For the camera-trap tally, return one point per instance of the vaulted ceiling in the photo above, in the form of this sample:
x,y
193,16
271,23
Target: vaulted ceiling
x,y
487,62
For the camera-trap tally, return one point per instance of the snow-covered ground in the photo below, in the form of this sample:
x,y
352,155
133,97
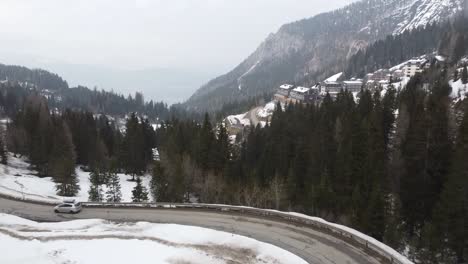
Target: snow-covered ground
x,y
18,180
267,110
459,90
334,78
99,241
239,119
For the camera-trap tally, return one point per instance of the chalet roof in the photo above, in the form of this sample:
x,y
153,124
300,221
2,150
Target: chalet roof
x,y
353,82
301,89
287,86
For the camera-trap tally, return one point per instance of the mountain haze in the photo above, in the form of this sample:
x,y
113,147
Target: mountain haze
x,y
309,49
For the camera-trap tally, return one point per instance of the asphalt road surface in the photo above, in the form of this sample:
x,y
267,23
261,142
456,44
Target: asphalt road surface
x,y
313,246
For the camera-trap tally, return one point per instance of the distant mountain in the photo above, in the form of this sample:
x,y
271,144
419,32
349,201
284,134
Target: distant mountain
x,y
308,50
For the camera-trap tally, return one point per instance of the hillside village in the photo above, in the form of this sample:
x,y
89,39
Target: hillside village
x,y
287,93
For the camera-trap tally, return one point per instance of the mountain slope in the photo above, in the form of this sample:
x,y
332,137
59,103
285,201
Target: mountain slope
x,y
309,49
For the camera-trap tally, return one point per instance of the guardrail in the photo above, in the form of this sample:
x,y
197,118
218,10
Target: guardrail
x,y
338,231
341,232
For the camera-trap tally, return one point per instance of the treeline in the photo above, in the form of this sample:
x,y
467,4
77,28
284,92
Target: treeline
x,y
60,96
55,143
40,78
449,39
401,178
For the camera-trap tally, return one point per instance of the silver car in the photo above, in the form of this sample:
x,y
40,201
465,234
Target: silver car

________________________________________

**Task brief:** Rescale the part of the records that opens with the line containing "of the treeline" and closes at the end of the records, giving all those lines again, requests included. Multiply every answer coordinate by 2.4 and round to whole numbers, halves up, leaving the requests and their sample points unchanged.

**The output:**
For the camera-trap tally, return one point per instance of the treeline in the photo above, in the form of this sample:
x,y
467,4
77,28
284,92
Target: treeline
x,y
144,230
132,343
96,187
1078,94
962,427
For the camera-trap tally, return one point per instance of the silver car in the photo above, in the form of this sample:
x,y
40,201
465,234
Target: silver car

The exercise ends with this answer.